* [Written request] Present the lines of the listing below as a numbered list, leaving out any blank lines.

* [Stored data]
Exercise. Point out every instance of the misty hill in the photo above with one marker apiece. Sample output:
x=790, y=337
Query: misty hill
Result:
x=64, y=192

* [Response below]
1. Exercise. Point out every instance of the misty hill in the photo above with one marker apiece. Sample output:
2. x=790, y=337
3. Query: misty hill
4. Result:
5. x=64, y=192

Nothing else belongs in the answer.